GIVEN EXERCISE:
Print the complete set of entries exactly.

EXTRACTED INFORMATION:
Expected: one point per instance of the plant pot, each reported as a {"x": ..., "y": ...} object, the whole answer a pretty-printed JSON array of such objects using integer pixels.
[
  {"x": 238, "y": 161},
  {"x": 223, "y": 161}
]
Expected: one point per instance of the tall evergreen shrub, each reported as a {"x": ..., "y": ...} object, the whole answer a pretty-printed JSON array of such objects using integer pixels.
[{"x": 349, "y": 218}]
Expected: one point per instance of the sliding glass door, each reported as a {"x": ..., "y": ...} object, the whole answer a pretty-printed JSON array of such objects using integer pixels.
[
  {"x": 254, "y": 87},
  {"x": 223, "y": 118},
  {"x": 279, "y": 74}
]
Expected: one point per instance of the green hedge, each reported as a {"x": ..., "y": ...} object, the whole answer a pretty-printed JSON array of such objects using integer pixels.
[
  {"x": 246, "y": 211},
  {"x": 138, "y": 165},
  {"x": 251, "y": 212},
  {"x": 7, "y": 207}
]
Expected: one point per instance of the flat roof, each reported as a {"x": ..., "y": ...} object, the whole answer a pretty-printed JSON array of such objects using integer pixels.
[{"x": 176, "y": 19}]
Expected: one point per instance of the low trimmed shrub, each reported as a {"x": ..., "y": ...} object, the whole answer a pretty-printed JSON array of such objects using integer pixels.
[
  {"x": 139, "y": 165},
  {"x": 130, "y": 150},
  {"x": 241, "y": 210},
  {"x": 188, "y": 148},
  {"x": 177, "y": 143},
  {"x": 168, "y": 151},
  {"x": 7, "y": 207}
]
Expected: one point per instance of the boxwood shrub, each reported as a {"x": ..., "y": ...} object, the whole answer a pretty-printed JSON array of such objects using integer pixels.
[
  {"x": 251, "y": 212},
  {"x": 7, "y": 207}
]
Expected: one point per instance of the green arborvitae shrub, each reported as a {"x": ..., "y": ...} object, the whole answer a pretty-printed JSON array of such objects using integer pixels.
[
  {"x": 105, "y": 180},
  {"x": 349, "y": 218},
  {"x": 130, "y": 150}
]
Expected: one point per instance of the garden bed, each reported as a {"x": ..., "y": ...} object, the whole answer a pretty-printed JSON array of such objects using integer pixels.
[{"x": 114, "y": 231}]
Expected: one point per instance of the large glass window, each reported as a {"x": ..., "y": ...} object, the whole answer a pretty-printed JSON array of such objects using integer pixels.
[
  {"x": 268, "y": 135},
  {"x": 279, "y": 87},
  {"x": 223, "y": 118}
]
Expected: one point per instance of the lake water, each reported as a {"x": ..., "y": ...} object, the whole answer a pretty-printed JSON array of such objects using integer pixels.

FULL RESPONSE:
Expected: one point per instance of the plant pot, each reported as a {"x": ..., "y": ...} object, the whole answer a pretty-printed JSON array of such objects using integer pixels.
[
  {"x": 238, "y": 161},
  {"x": 223, "y": 161}
]
Expected: one point per instance of the tall evergreen shrub, each reported as a {"x": ..., "y": ...} object, the whole answer a pretty-printed JSON array of such objects using integer pixels.
[{"x": 349, "y": 218}]
Expected: one point per instance of the sliding glass door, each reported as a {"x": ..., "y": ...} object, the whole answer a pretty-printed JSON array of such objects using integer pixels.
[
  {"x": 254, "y": 87},
  {"x": 223, "y": 118},
  {"x": 279, "y": 74}
]
Expected: one point per instance of the green hedge, each reported as a {"x": ..., "y": ...} object, the whole answer a pretty-printed JSON array of such objects using integer pixels.
[
  {"x": 246, "y": 211},
  {"x": 138, "y": 165},
  {"x": 251, "y": 212},
  {"x": 7, "y": 207}
]
Expected: one point per instance of the flat roof, each reported as a {"x": ..., "y": ...} object, the whole answer a pretty-printed JSON array of such objects using integer pixels.
[{"x": 176, "y": 19}]
Expected: one point per instance of the low trimmed shrub, each reported as a {"x": ..., "y": ...} object, the whole answer a pretty-printed JSON array of such objects using integer pixels.
[
  {"x": 139, "y": 165},
  {"x": 130, "y": 150},
  {"x": 241, "y": 210},
  {"x": 188, "y": 148},
  {"x": 177, "y": 143},
  {"x": 168, "y": 151},
  {"x": 7, "y": 207}
]
Expected: one point per instance of the boxwood shrub, each reported as a {"x": ..., "y": ...} object, the whole answer a pretty-printed JSON array of such objects using integer pixels.
[
  {"x": 251, "y": 212},
  {"x": 7, "y": 207}
]
Expected: one point per instance of the green arborvitae shrub, each reported as a {"x": ..., "y": ...} object, the whole answer a pretty-printed JSON array of such objects using integer pixels.
[
  {"x": 105, "y": 180},
  {"x": 349, "y": 218},
  {"x": 130, "y": 150}
]
Expected: one point per instance of the garden bed, each reported as a {"x": ..., "y": ...} object, the whole answer a pretty-printed JSON array of such objects using integer pixels.
[{"x": 114, "y": 231}]
Expected: one point per instance of the large glass window, each reported as a {"x": ..., "y": ...} object, the whole answer a pretty-printed JSON array of such objects using integer pixels.
[
  {"x": 268, "y": 135},
  {"x": 279, "y": 87},
  {"x": 223, "y": 118}
]
Expected: one point per instance of the lake water, each reported as a {"x": ..., "y": ...} object, the whole answer a pretty-printed JSON array of such objects using integer pixels.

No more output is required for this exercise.